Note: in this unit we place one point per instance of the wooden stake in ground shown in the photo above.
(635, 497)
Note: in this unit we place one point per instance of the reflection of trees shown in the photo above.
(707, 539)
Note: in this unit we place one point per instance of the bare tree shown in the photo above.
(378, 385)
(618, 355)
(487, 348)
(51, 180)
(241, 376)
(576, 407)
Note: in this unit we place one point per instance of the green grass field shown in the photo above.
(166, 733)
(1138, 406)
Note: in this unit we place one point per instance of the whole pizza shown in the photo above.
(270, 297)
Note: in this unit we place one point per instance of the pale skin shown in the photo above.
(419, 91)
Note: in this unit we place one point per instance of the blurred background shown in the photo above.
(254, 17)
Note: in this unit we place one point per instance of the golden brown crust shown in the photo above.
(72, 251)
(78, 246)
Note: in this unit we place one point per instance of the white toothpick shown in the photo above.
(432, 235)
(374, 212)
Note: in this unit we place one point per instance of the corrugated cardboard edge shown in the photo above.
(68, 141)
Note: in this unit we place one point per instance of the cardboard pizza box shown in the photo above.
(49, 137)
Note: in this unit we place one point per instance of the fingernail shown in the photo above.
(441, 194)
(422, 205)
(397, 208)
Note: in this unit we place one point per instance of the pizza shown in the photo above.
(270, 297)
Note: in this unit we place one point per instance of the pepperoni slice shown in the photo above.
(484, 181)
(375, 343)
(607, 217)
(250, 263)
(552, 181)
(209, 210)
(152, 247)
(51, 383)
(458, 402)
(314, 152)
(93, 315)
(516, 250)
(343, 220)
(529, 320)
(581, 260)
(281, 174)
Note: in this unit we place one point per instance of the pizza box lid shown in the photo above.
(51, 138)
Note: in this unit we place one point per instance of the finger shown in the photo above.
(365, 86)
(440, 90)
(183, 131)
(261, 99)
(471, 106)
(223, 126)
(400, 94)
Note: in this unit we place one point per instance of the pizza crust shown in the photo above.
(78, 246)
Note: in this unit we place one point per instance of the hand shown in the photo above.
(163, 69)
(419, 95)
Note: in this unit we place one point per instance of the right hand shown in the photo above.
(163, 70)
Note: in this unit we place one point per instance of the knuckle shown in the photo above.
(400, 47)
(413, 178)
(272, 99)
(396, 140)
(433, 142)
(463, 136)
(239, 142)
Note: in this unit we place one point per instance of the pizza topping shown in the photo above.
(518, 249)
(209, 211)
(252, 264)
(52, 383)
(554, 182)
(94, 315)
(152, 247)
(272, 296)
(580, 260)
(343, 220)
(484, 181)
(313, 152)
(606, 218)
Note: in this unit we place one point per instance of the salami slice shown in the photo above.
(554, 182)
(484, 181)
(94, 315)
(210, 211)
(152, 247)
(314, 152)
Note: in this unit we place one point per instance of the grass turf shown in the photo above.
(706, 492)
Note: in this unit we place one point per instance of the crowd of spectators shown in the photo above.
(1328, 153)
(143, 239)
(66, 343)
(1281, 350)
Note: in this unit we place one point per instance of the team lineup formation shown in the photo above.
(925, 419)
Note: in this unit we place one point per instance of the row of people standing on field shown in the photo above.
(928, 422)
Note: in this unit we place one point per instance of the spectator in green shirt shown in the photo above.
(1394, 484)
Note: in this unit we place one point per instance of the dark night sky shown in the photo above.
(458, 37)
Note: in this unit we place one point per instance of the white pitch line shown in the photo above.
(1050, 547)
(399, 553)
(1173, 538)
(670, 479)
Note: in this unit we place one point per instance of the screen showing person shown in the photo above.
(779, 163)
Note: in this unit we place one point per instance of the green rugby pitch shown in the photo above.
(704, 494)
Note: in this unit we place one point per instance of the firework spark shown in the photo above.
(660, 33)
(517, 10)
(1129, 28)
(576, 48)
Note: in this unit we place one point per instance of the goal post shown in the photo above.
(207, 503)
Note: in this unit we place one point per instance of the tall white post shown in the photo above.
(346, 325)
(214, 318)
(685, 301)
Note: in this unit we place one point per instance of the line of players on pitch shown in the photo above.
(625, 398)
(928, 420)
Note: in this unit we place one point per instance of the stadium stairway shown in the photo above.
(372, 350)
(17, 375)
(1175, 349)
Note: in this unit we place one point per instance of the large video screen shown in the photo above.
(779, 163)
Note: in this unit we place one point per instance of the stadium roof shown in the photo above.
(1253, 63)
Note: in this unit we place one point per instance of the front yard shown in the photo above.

What is expected:
Every line from the one containing "white post shown in the photo above." through the last line must be copied exactly; leave out the rest.

Reply to the task:
Note: in this unit we place one point per instance of the tall white post shown in the photo above.
(346, 325)
(214, 318)
(685, 301)
Note: in this unit we place one point per instance of the line of players on pitch shown in the photo above.
(625, 398)
(928, 420)
Note: in this unit we place one point per instance of the stadium stairway shown in the photo above.
(372, 350)
(17, 375)
(1175, 349)
Note: in this unit we place one point per instance of the large video screen shown in the photo above.
(779, 163)
Note: in this unit we place one point per instance of the stadium roof shown in the photo above.
(1253, 63)
Note: in this unit we place one point per instance of the front yard shown in the photo above.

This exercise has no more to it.